Keshav Memorial Engineering College
Diffusion-based generative model for structure-based peptide inverse folding, pairing a geometric GNN encoder with a Transformer denoiser to design sequences for a target backbone.
Inverse folding — designing an amino-acid sequence that will fold into a desired three-dimensional backbone — is a core task in computational protein and peptide design. While inverse folding for full proteins has been advanced by tools such as ProteinMPNN and ESM-IF, peptides pose distinct challenges: they are short, conformationally flexible, and often lack the stabilizing tertiary context that larger proteins provide. InversePep targets this peptide-specific regime with a generative diffusion model conditioned on backbone structure.
InversePep was introduced in a 2026 preprint with contributions from researchers associated with Keshav Memorial Engineering College. The method frames sequence design as learning the conditional distribution of sequences that can adopt a given peptide backbone, then sampling from that distribution with a denoising diffusion process. This generative framing allows the model to propose diverse candidate sequences for a single target conformation rather than a single deterministic answer.
The architecture combines a geometric graph neural network, which encodes the 3D backbone while respecting its spatial geometry, with a Transformer-based denoiser that iteratively refines sequence predictions. This design situates InversePep among recent structure-conditioned generative models for biomolecular design, applied specifically to functional peptides.
InversePep is a denoising diffusion model for structure-based peptide inverse folding. Its encoder is a geometric (geometry-aware) graph neural network that represents the target peptide backbone as a spatial graph, and its decoder is a Transformer that serves as the denoiser, progressively recovering a sequence consistent with the conditioning structure. The model was trained on peptide structural data drawn from the Propedia and SATPdb databases, which catalog peptide–protein complexes and therapeutic/bioactive peptides respectively. On held-out structures, InversePep reports a TM-score of 0.38, a measure of how well structures predicted from the designed sequences recapitulate the intended backbone fold; the authors report improved performance relative to comparable baselines. The preprint is distributed under a CC BY-NC-ND license, and no public code or model weights accompany the release.

#### YOUR TASKS:
a) Answer these from the InversePep passage:
(i) Which two databases supplied the peptide structural data used for training?
(ii) Which two tools does it name as having advanced inverse folding for full proteins?
(iii) In what year was the preprint introducing InversePep released?
b) Please pick up the InversePep passage after its final sentence and continue it.
The material that follows comes from a separate source.

#### Region pointing data:
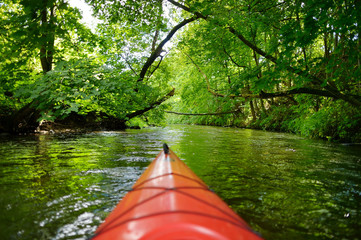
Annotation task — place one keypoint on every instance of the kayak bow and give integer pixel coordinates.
(170, 202)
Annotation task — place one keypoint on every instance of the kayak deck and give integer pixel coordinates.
(169, 201)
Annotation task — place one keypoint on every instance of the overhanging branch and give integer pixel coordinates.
(159, 48)
(202, 114)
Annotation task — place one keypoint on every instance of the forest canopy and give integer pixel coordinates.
(278, 65)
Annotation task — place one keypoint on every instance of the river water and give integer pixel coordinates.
(284, 186)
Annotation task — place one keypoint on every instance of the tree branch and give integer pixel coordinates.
(153, 105)
(159, 48)
(202, 114)
(332, 91)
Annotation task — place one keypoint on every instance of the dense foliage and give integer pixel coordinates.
(278, 65)
(288, 66)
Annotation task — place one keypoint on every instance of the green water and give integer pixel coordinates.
(286, 187)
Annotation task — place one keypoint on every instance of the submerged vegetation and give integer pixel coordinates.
(278, 65)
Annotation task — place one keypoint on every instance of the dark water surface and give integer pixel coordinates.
(286, 187)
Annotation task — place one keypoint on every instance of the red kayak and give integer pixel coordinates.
(170, 202)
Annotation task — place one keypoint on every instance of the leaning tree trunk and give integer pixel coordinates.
(26, 119)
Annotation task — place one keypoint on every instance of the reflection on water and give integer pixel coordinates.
(286, 187)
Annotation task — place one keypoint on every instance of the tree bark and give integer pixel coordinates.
(329, 90)
(156, 53)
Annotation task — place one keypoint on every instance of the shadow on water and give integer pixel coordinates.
(286, 187)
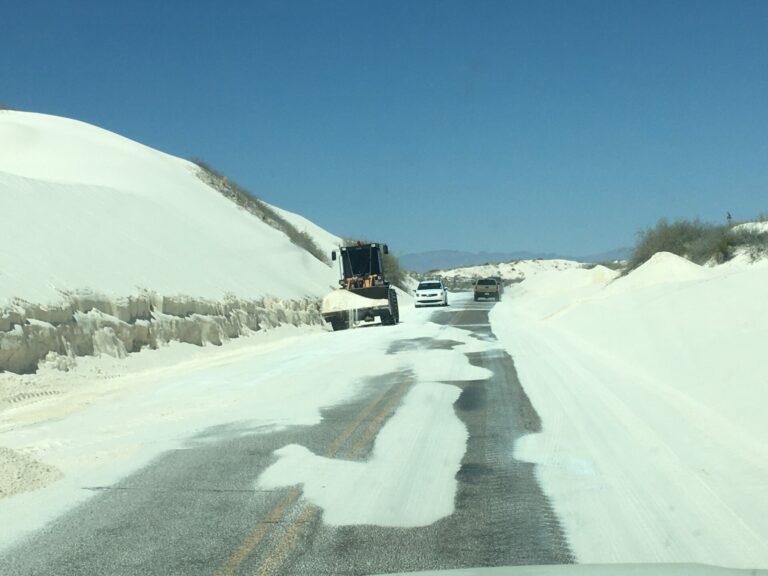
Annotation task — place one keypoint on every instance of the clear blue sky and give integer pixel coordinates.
(547, 126)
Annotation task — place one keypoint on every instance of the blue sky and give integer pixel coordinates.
(546, 126)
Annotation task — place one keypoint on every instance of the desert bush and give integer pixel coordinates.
(258, 207)
(699, 242)
(754, 242)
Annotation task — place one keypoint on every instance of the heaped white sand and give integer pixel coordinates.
(652, 390)
(515, 270)
(82, 208)
(124, 412)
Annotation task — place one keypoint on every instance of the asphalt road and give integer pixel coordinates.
(194, 510)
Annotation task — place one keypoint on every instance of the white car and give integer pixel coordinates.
(431, 293)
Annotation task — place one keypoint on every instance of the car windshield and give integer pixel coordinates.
(343, 287)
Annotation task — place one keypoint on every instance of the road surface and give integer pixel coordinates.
(196, 510)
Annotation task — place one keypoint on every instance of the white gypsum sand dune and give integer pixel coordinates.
(85, 209)
(652, 392)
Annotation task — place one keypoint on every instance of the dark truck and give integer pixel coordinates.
(487, 288)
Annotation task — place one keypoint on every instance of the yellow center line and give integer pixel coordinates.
(377, 422)
(287, 543)
(252, 540)
(280, 553)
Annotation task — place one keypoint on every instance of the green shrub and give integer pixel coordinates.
(697, 241)
(259, 208)
(753, 241)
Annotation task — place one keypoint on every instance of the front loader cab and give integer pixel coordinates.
(364, 293)
(361, 265)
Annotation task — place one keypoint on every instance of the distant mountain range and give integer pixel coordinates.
(447, 259)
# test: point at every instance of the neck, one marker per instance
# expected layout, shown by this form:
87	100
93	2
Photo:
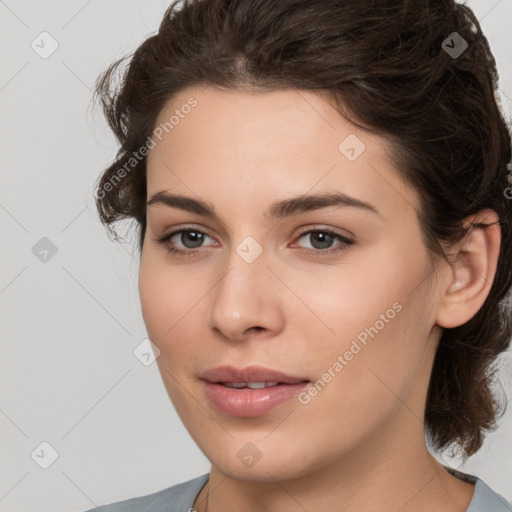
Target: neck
404	477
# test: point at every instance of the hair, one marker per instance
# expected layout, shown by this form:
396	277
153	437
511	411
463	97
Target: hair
386	67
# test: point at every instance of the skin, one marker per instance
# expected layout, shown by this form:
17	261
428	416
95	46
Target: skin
359	444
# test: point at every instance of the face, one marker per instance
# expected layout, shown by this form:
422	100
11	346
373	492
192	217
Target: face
337	296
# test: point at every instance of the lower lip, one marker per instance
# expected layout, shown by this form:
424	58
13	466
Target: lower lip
249	403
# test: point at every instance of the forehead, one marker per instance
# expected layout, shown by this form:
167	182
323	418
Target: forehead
267	144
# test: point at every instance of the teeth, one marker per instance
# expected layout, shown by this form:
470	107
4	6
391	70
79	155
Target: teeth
251	385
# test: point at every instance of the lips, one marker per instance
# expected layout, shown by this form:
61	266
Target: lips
230	374
249	392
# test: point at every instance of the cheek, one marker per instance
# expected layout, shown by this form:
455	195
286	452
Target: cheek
169	296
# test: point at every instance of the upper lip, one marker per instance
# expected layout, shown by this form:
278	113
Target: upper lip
248	374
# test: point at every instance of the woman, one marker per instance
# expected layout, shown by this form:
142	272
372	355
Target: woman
325	237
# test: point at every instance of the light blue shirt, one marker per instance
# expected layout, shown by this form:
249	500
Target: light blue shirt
181	497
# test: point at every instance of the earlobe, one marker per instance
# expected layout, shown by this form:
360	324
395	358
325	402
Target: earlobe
473	266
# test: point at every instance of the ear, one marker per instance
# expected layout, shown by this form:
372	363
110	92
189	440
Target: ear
473	263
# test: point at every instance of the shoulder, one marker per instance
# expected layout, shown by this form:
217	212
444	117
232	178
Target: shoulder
177	498
487	500
484	498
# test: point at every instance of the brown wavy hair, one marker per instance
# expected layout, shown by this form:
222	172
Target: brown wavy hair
385	66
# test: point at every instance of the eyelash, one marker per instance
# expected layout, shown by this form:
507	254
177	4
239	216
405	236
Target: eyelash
319	253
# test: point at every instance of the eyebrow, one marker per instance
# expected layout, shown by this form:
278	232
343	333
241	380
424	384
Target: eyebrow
279	209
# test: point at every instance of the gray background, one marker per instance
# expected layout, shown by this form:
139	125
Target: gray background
70	324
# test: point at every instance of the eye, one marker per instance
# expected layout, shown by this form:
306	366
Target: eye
321	241
190	238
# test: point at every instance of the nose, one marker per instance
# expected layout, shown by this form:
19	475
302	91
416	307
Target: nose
247	300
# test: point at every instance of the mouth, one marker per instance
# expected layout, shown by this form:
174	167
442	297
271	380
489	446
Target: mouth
257	376
250	392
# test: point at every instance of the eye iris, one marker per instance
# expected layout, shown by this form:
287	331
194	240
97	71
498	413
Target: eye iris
325	239
194	236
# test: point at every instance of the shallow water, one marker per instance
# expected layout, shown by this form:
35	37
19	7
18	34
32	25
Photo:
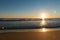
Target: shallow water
30	24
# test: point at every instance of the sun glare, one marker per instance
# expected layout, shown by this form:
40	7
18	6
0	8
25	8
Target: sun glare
43	30
43	16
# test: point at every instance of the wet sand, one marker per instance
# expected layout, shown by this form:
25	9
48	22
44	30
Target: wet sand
51	35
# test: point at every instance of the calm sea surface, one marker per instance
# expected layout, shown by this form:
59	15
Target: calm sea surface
30	24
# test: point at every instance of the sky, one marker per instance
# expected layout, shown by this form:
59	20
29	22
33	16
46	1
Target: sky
29	8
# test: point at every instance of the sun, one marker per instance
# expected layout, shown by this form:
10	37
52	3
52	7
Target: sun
43	16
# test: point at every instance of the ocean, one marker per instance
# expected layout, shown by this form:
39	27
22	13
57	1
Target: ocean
30	24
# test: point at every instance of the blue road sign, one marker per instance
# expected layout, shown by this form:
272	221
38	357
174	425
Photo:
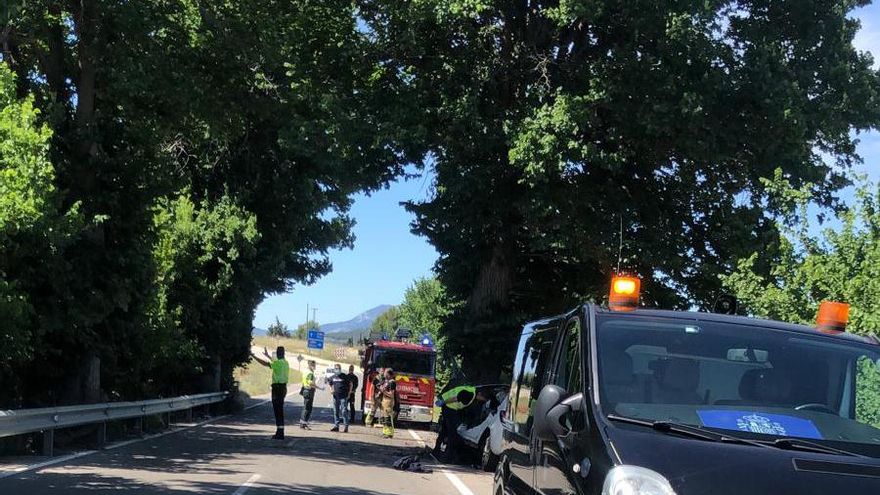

#### ANSWERS TO EACH TASK:
a)
(i) Propedia and SATPdb
(ii) ProteinMPNN and ESM-IF
(iii) 2026

b)
InversePep is intended for researchers designing functional peptides — including antimicrobial and therapeutic peptides — who need sequences predicted to adopt a specified backbone conformation. By generating multiple candidates per target structure, it can support exploratory design campaigns where sequence diversity is valuable for downstream screening. The structure-conditioned generative approach is well suited to peptide engineering workflows that begin from a desired fold or scaffold and seek viable sequences to realize it.
InversePep contributes a peptide-specialized entry to the growing family of structure-conditioned generative models for biomolecular design, applying diffusion modeling to a regime where short, flexible chains complicate standard inverse folding. Its reported TM-score of 0.38 reflects the genuine difficulty of designing sequences for flexible peptide backbones and marks early-stage rather than production-grade performance. The absence of released code or weights, together with its non-commercial license, limits immediate reproducibility and adoption. As a recent preprint, its broader validation — particularly experimental confirmation of designed peptides — remains to be established.